# Information shown
--
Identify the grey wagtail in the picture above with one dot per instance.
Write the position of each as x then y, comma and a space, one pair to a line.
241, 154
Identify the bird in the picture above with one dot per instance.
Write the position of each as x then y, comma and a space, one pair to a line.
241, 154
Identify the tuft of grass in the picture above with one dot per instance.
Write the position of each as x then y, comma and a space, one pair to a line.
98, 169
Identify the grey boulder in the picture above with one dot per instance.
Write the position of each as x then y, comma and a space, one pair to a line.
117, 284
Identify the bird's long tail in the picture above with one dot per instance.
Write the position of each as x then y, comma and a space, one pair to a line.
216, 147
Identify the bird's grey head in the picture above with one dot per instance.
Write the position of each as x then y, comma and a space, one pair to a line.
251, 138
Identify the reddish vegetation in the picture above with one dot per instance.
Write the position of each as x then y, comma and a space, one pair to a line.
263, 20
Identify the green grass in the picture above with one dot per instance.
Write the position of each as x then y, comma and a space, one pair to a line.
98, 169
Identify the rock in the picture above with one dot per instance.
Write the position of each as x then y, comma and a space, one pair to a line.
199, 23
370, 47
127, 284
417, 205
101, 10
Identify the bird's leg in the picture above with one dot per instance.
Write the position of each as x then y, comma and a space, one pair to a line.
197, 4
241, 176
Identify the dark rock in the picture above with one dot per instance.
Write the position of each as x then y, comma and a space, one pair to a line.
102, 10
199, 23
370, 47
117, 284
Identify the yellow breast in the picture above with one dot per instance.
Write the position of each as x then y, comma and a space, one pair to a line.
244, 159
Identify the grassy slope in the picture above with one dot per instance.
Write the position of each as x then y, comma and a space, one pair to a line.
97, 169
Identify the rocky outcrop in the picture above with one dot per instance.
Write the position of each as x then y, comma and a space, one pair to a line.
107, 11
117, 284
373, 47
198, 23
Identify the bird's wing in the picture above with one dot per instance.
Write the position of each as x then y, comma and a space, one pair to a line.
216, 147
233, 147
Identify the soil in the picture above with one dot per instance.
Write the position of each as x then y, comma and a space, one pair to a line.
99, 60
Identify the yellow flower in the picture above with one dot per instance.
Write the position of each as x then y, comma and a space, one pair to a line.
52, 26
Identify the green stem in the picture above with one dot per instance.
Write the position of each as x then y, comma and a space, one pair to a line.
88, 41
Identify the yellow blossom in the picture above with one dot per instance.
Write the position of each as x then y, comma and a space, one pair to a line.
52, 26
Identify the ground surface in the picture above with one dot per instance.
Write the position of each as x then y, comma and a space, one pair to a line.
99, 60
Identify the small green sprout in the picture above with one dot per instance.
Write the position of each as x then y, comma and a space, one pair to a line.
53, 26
--
# Requirement
Copy out the stretch from the line that contains "Identify the bird's wing" through the end of the items, requests included, and nothing else. Scale every coordinate in the answers by 1.4, rounding to whole numbers with halves going up.

# Expected answer
Identify the bird's wing in the picture above with one dot per instance.
Write the position of each as x then y, comma and a space, one pair to a line.
302, 206
326, 206
Identify the soil in the picture above with one dot per instance.
Write the position of each as x then y, comma and a space, one pair to a line.
139, 84
Identify the yellow flower in the picture above with one dot per instance.
Write the position of each as x then y, comma and a space, one pair to a line.
73, 36
Identify the green stem in the picture above with one dot per instance.
Write the position of each as x then y, comma and a space, one pair to a line.
123, 57
Identify the yellow blossom in the picture above with one dot per instance.
Write the position of each as x then y, comma and a space, one pair to a line.
73, 36
Identify the ground surface in the picture above with one dot per instance.
Write the position of each as x then y, comma and a space, one pair to a line.
139, 84
Identify the small green sprout in the picture above with one dot per instance.
Write the position of each as x then y, comma and a space, one pair to a line.
74, 36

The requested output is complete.